> **OBJECTIVE**
Put every line of the data below into a numbered list, leaving out any blank lines.
DATA LINES start
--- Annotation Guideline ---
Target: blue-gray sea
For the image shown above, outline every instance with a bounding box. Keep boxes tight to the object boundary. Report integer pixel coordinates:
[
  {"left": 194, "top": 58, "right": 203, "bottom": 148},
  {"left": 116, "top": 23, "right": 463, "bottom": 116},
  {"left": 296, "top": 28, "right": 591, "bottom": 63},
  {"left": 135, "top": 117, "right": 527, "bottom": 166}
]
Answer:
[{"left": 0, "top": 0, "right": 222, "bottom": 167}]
DATA LINES end
> **ANSWER TO THIS TASK**
1. --- Annotation Guideline ---
2. Target: blue-gray sea
3. For the image shown above, outline every instance with a bounding box. Keep boxes tight to the object boundary. Report integer pixel coordinates:
4. [
5.   {"left": 194, "top": 58, "right": 203, "bottom": 148},
6.   {"left": 116, "top": 23, "right": 463, "bottom": 116},
7.   {"left": 296, "top": 28, "right": 591, "bottom": 63},
8.   {"left": 135, "top": 117, "right": 527, "bottom": 166}
9. ]
10. Answer:
11. [{"left": 0, "top": 0, "right": 222, "bottom": 167}]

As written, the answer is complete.